WHAT YOU NEED TO DO:
Copy out all of the data below exactly, so that no word differs from the original.

=== Begin Enclosure ===

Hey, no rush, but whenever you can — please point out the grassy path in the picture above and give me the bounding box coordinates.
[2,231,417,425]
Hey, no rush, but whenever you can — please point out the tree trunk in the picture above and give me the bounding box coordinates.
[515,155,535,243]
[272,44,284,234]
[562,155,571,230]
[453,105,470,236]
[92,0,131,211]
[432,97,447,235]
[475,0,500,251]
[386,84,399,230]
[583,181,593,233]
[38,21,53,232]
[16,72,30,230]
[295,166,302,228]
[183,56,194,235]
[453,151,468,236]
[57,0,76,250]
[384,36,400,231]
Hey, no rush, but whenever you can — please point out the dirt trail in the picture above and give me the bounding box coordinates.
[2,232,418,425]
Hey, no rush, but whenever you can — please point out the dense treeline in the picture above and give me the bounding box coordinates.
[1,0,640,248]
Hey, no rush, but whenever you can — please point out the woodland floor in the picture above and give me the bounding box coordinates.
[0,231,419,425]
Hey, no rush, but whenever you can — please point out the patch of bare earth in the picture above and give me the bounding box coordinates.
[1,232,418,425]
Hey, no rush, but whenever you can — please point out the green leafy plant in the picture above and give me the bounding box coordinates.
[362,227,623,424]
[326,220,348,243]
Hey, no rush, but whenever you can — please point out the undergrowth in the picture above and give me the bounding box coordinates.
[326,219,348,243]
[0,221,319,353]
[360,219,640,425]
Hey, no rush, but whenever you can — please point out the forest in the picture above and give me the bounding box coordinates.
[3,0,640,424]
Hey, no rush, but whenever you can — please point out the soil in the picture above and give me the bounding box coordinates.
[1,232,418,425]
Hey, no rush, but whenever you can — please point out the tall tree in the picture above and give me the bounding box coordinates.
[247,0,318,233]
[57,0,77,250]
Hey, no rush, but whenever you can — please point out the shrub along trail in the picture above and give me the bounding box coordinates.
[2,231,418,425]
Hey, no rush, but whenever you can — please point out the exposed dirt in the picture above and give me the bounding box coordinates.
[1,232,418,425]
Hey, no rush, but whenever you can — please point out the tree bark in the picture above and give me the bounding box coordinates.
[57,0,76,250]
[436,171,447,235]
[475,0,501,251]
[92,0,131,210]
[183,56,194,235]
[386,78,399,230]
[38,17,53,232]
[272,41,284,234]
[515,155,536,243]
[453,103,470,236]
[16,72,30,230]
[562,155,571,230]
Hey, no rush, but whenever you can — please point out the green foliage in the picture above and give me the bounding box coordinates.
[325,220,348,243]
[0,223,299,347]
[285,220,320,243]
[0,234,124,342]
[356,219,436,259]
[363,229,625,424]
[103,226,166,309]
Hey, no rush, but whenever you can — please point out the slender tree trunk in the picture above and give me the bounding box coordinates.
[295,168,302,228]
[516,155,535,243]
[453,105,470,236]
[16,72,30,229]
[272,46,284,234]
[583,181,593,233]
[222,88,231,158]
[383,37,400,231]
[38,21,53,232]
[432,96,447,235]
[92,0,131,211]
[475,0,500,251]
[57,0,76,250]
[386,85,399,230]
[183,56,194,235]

=== End Enclosure ===

TASK ANSWER:
Hey, no rush, but whenever you can — please point out the grassy path in the picture above and give me the bounding box coordinates.
[2,231,417,425]
Hey, no rush, but whenever you can — please point out the tree trunk in the picture above and give me the bounding box coordinates.
[515,155,535,243]
[272,44,284,234]
[562,155,571,230]
[453,105,470,236]
[92,0,131,211]
[432,97,447,235]
[475,0,500,251]
[386,84,399,230]
[583,181,593,233]
[38,21,53,232]
[16,72,30,230]
[295,166,302,228]
[183,56,194,235]
[453,151,468,236]
[57,0,76,250]
[384,36,400,231]
Hey, no rush, but whenever you can — please point out the dirt trail in the picture above and give me the bounding box coordinates.
[2,232,418,425]
Hey, no rush, but whenever you can — please point out the dense treeline in the picture above and give me the bounding box coordinates.
[1,0,640,248]
Hey, no rush, but whenever you can — please point out the woodland floor in the picture above and give me the bounding box coordinates.
[0,231,419,425]
Hey, no rush, but whenever you can — please point out the patch of bare earth in the picture above and give me the bounding box coordinates.
[1,232,418,425]
Hey, no rush, but whenever you can — please point out the green leafy plant in the picture above and give me the bounding box coordinates.
[362,227,623,424]
[326,220,348,243]
Hey, no rush, but whenever you can — please point out the undergrowth in the picture above and give me the bounding box coordinates.
[326,219,348,243]
[0,221,319,353]
[360,219,640,425]
Hey, no rush, but whenever you can — please point out the forest in the picture above and give me the bounding box coordinates.
[3,0,640,424]
Hey, no rush, but whenever you can — please point out the soil in the picture above and give me the bounding box coordinates.
[1,232,418,425]
Hey, no rush, but whenever you can — please point out the tall tree in the picture above and give me the bounding box coordinates.
[247,0,318,233]
[57,0,77,250]
Hey, no rush, but whenever you can — please point out the shrub along trail in the picture above and give me the bounding box coordinates.
[2,231,418,425]
Hey, no rush, but whenever you can — please point out the exposed dirt in the picture above and give me the bounding box coordinates.
[1,232,418,425]
Hey, no rush, but whenever you can — please point out the tree bark in the picture above and give me the bounding box coordinates.
[57,0,76,250]
[436,171,447,235]
[475,0,501,251]
[92,0,131,210]
[183,56,194,235]
[386,78,399,230]
[38,17,53,232]
[272,41,284,234]
[515,155,536,243]
[453,103,470,236]
[16,72,30,230]
[562,155,571,230]
Hey, no rush, but whenever you can — please point out the green foliage in the picture above and give me the bounding box coordinates.
[325,220,348,243]
[0,223,299,347]
[285,220,320,243]
[0,234,124,342]
[356,219,436,259]
[363,229,625,424]
[103,226,166,309]
Hey, no rush, but whenever you can — please point out the slender tree trunk in the picture above and give me the bounding box coordinates.
[295,168,302,228]
[516,155,535,243]
[453,105,470,236]
[16,72,30,229]
[272,46,284,234]
[583,181,593,233]
[222,88,231,158]
[383,37,400,231]
[38,21,53,232]
[432,96,447,235]
[92,0,131,211]
[475,0,500,251]
[57,0,76,250]
[386,85,399,230]
[183,56,194,235]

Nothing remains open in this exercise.